Request => Reproduce every row below word for word, omitting the pictures from your copy.

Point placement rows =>
--

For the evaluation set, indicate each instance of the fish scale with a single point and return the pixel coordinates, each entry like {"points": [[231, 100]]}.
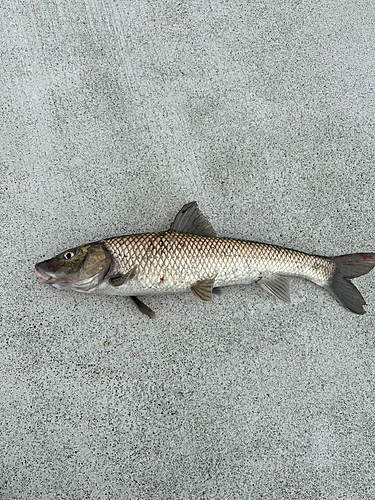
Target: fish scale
{"points": [[182, 259]]}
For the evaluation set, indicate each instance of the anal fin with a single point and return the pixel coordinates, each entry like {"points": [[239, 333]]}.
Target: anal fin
{"points": [[278, 286], [142, 307]]}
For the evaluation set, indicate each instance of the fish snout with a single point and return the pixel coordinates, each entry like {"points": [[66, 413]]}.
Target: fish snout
{"points": [[44, 277]]}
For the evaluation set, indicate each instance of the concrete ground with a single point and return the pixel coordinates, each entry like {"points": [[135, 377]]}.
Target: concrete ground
{"points": [[115, 114]]}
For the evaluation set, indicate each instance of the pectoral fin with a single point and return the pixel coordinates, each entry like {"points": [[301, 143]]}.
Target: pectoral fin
{"points": [[121, 278], [278, 286], [142, 307], [203, 289]]}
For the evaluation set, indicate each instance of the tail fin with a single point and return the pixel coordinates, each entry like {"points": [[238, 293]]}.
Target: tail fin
{"points": [[346, 268]]}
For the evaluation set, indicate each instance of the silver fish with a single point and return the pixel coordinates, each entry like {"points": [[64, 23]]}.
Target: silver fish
{"points": [[189, 256]]}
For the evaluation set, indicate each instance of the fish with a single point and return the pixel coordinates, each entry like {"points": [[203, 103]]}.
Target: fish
{"points": [[190, 257]]}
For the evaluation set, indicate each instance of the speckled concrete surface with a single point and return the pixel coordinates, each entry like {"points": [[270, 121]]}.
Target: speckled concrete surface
{"points": [[115, 114]]}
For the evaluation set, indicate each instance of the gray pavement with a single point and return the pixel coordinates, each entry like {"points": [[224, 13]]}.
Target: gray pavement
{"points": [[115, 114]]}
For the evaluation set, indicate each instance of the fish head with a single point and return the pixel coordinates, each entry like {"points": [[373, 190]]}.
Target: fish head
{"points": [[81, 268]]}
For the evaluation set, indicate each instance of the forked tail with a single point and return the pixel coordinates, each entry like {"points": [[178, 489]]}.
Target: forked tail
{"points": [[348, 267]]}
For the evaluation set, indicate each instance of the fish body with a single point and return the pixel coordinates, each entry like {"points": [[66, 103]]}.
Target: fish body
{"points": [[189, 256]]}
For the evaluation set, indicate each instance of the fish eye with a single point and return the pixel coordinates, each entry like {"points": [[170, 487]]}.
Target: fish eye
{"points": [[69, 255]]}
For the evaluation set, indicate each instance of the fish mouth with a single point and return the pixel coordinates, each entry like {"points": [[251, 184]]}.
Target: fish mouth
{"points": [[44, 277]]}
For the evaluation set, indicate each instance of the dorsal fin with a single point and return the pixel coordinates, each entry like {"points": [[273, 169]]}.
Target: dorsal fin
{"points": [[190, 220]]}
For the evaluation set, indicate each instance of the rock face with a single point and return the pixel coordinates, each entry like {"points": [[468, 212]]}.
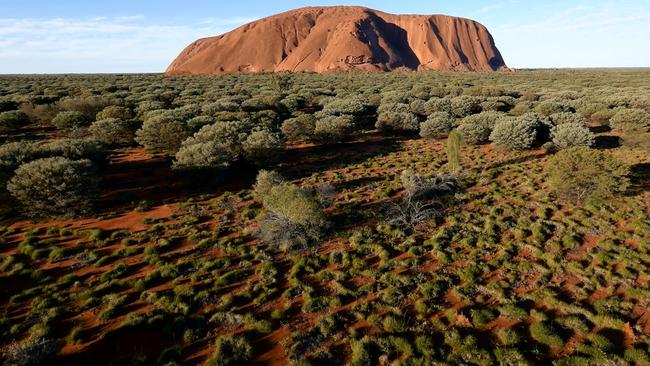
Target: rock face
{"points": [[341, 38]]}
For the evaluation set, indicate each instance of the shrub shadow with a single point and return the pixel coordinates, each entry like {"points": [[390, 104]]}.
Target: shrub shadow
{"points": [[639, 178]]}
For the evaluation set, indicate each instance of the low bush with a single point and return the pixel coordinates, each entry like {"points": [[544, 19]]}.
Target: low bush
{"points": [[194, 155], [332, 129], [464, 106], [32, 351], [516, 134], [54, 187], [487, 119], [437, 125], [546, 334], [231, 350], [579, 173], [113, 131], [474, 133], [114, 111], [299, 129], [294, 218], [12, 120], [397, 121], [571, 135], [162, 134], [631, 120], [262, 146], [549, 107], [70, 120], [567, 117]]}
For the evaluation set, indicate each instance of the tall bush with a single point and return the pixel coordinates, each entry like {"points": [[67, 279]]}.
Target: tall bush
{"points": [[54, 187]]}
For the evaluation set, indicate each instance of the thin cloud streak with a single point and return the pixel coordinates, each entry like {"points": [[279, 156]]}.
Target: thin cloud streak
{"points": [[98, 44]]}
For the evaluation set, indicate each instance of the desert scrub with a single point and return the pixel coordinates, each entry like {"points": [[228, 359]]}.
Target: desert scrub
{"points": [[293, 218], [572, 135], [545, 333], [437, 125], [230, 350], [54, 187], [517, 134], [580, 173], [631, 120]]}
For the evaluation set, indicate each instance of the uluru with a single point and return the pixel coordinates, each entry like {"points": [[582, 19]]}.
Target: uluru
{"points": [[344, 38]]}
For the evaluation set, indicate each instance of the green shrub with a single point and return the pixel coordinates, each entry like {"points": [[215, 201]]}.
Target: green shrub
{"points": [[114, 111], [194, 155], [31, 351], [162, 134], [465, 105], [516, 134], [113, 131], [550, 107], [572, 135], [631, 120], [474, 133], [54, 187], [397, 121], [89, 106], [293, 219], [579, 173], [8, 105], [545, 333], [12, 120], [199, 122], [299, 129], [331, 129], [454, 149], [487, 119], [351, 106], [231, 350], [265, 181], [262, 146], [437, 125], [70, 120], [567, 117]]}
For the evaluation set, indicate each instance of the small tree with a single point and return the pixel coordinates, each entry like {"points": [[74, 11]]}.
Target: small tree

--

Answer to the task =>
For the evaluation set, indicate each instance of the fish scale with a single point and return the pixel coordinates, each entry like {"points": [[231, 100]]}.
Target: fish scale
{"points": [[182, 259]]}
For the evaluation set, indicate each instance of the anal fin with a single point and return the pixel coordinates, each entry like {"points": [[239, 333]]}.
Target: anal fin
{"points": [[278, 286], [142, 307]]}
For the evaluation set, indicate each instance of the fish snout with a single point and return the pixel coordinates, each entry like {"points": [[66, 413]]}.
Target: fish snout
{"points": [[44, 277]]}
For the evaluation set, indicate each instance of the concrete ground with a single point and return the pixel coordinates, each entry like {"points": [[135, 377]]}.
Target: concrete ground
{"points": [[115, 114]]}
For the evaluation set, indicate each instance of the pectoral fin with a single point and return the pixel coordinates, each entry like {"points": [[301, 143]]}.
Target: pectoral fin
{"points": [[121, 278], [278, 286], [142, 307], [203, 289]]}
For the evaluation set, indicate each instance of the tail fin with a single point and return the pixel coordinates, each entry like {"points": [[238, 293]]}.
Target: tail fin
{"points": [[346, 268]]}
For the evaluation set, indicate each instance of the silver fish with a single point and return the pixel coordinates, each entry like {"points": [[64, 23]]}.
Target: silver fish
{"points": [[189, 256]]}
For the evaluation set, indicate each instance of the fish with a single point and return the pixel coordinates, each entry like {"points": [[203, 103]]}.
Target: fish
{"points": [[190, 257]]}
For the evaluation set, indicate each instance of the speckled concrete surface with a single point and return the pixel coordinates, each entry like {"points": [[270, 121]]}.
Target: speckled concrete surface
{"points": [[115, 114]]}
For the evaluation set, indicate each instance of the gray pavement with a single point and return the pixel coordinates, each entry like {"points": [[224, 13]]}.
Target: gray pavement
{"points": [[115, 114]]}
For the evaluation set, indicate each instance of the fish head with a single point and return the pixel coordinates, each entry like {"points": [[373, 190]]}.
Target: fish head
{"points": [[81, 268]]}
For the evaluation set, indicate each instance of the forked tail with a single point and return the pixel coordinates, each entry like {"points": [[178, 489]]}.
Target: forked tail
{"points": [[348, 267]]}
For the evaluation set, indicate each instance of the fish body with a single point and return the pixel coordinates, each entry like {"points": [[66, 103]]}.
Target: fish body
{"points": [[189, 256]]}
For the evaluation set, indicate each instance of the fish eye with a single point and return the pixel coordinates, each entry like {"points": [[170, 487]]}.
Target: fish eye
{"points": [[69, 255]]}
For the evaluation set, indicate each instance of the fish mouth with a single point and return the pixel coordinates, each entry like {"points": [[251, 184]]}.
Target: fish mouth
{"points": [[44, 277]]}
For the evaluation set, indicate each instance of the dorsal fin with a single point and return the pixel coordinates, each entry like {"points": [[273, 169]]}.
Target: dorsal fin
{"points": [[190, 220]]}
For the evaluation set, indicate each instance of the rock face with a single point and return the pixel coordinates, each entry like {"points": [[468, 212]]}.
Target: rock face
{"points": [[341, 38]]}
For the evaluation set, indicate each instance of the shrub shadow with a single point and return the pixel coordinates, each entry like {"points": [[390, 104]]}.
Target: shrub shadow
{"points": [[639, 178]]}
For the evaluation set, indicate each instance of the low bush with a single point and return the pixel coordinates, each entry like {"points": [[544, 19]]}.
Target: low bush
{"points": [[194, 155], [332, 129], [464, 106], [32, 351], [516, 134], [54, 187], [487, 119], [437, 125], [546, 334], [231, 350], [579, 173], [113, 131], [474, 133], [114, 111], [299, 129], [294, 218], [12, 120], [397, 121], [571, 135], [162, 134], [631, 120], [262, 146], [549, 107], [70, 120], [567, 117]]}
For the evaluation set, indicate each instance of the tall bush with a single point and return the pixel coordinates, each entry like {"points": [[67, 279]]}.
Target: tall bush
{"points": [[54, 187]]}
For the evaluation set, indicate each instance of the thin cloud streak with a single point and return the pixel coordinates, each entry like {"points": [[279, 156]]}.
Target: thin cloud streak
{"points": [[98, 44]]}
For the evaluation set, indicate each instance of the desert scrub with a single point and return the pixel coordinates, each entry like {"points": [[228, 359]]}.
Target: desert scrub
{"points": [[293, 218], [572, 135], [545, 333], [437, 125], [230, 350], [54, 187], [517, 134], [580, 173], [631, 120]]}
For the evaluation set, indicate each instance of the uluru with a single point and return the pixel coordinates, each entry like {"points": [[582, 19]]}.
Target: uluru
{"points": [[344, 38]]}
For the evaluation set, indicate each instance of the green shrub with a single point and return the pixel coordinates, each entry like {"points": [[215, 201]]}.
Target: green shrub
{"points": [[114, 111], [194, 155], [31, 351], [162, 134], [465, 105], [516, 134], [113, 131], [550, 107], [572, 135], [631, 120], [474, 133], [54, 187], [397, 121], [89, 106], [293, 219], [579, 173], [8, 105], [545, 333], [12, 120], [199, 122], [299, 129], [331, 129], [454, 149], [487, 119], [351, 106], [231, 350], [265, 181], [262, 146], [437, 125], [70, 120], [567, 117]]}
For the evaluation set, indicate each instance of the small tree with a single point and return the pixel coordinates, each entry like {"points": [[74, 11]]}.
Target: small tree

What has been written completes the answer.